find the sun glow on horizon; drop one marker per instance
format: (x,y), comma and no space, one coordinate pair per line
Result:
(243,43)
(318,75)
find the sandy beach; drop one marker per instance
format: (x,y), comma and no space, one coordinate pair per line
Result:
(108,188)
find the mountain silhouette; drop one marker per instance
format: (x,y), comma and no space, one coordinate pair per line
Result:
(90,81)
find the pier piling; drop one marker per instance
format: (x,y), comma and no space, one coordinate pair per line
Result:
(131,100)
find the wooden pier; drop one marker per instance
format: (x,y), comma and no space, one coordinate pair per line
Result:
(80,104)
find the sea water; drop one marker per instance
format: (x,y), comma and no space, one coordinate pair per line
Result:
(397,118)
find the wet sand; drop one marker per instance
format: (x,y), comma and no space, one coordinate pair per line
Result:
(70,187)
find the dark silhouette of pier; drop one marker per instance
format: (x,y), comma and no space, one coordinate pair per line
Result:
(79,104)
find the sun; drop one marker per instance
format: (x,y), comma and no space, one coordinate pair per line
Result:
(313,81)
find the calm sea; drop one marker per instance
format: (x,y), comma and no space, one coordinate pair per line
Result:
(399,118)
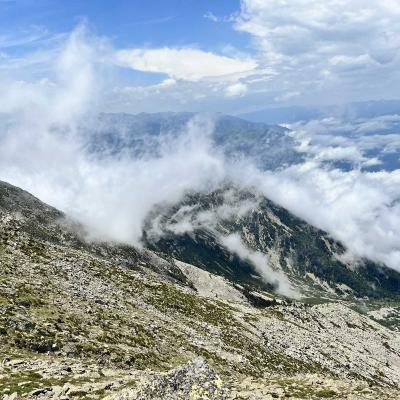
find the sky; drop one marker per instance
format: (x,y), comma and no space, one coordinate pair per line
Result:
(202,55)
(64,62)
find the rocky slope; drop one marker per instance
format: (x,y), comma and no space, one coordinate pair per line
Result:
(95,320)
(195,231)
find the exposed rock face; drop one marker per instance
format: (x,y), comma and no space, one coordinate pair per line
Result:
(81,320)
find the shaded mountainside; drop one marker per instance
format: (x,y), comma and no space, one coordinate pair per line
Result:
(93,320)
(313,261)
(140,135)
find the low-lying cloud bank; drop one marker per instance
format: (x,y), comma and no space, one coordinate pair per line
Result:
(43,151)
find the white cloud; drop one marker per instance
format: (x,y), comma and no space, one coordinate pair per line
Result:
(183,63)
(335,48)
(236,90)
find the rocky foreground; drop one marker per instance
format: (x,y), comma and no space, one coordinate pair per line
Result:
(94,321)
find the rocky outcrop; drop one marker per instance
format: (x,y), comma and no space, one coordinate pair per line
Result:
(194,381)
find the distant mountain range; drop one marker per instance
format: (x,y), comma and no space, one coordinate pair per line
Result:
(267,146)
(291,114)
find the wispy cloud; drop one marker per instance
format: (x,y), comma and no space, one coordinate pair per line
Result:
(183,63)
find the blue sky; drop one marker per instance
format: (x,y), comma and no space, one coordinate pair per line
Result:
(129,23)
(232,56)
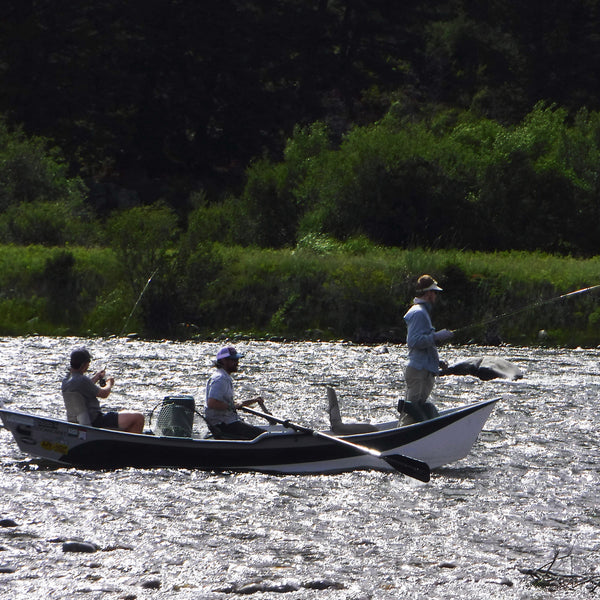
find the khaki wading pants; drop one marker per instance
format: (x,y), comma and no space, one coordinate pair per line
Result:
(419,385)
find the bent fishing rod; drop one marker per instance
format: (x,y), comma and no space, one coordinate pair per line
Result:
(102,381)
(524,308)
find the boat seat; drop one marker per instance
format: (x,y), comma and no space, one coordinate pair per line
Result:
(76,408)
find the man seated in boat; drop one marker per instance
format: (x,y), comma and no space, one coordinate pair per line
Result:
(81,394)
(221,410)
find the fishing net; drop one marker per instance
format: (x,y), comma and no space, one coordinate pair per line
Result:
(174,417)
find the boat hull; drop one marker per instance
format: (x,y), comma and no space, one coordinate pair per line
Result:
(439,441)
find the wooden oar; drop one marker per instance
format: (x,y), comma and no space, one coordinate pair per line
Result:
(405,464)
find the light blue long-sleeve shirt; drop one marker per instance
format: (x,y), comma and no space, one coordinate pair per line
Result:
(422,351)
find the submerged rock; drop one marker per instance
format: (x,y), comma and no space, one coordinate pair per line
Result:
(73,546)
(8,523)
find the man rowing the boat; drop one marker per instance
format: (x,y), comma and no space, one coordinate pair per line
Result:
(423,358)
(81,394)
(221,411)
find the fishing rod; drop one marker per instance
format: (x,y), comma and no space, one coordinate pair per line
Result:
(102,381)
(524,308)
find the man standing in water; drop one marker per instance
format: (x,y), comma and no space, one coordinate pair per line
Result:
(220,413)
(423,358)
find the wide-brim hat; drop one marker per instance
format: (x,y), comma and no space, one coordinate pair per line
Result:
(228,352)
(426,283)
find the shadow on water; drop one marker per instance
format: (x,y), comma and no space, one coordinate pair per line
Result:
(459,472)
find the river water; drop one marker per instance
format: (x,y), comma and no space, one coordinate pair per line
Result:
(528,489)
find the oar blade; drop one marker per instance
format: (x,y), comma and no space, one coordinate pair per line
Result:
(409,466)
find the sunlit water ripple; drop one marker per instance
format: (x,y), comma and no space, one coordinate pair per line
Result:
(528,488)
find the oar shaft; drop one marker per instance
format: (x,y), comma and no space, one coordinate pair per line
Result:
(405,464)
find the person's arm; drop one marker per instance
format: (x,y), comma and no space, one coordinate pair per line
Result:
(104,392)
(420,332)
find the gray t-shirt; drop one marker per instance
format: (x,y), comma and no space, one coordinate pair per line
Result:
(220,387)
(76,382)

INSTRUCTIONS FOR THE TASK - Return every line from the records above that holds the word "pier".

ANSWER FOR THIS EXERCISE -
find the pier piling; drop one marker per instance
find the wooden pier; drop one marker per instance
find the dark silhouette of pier; drop one marker per instance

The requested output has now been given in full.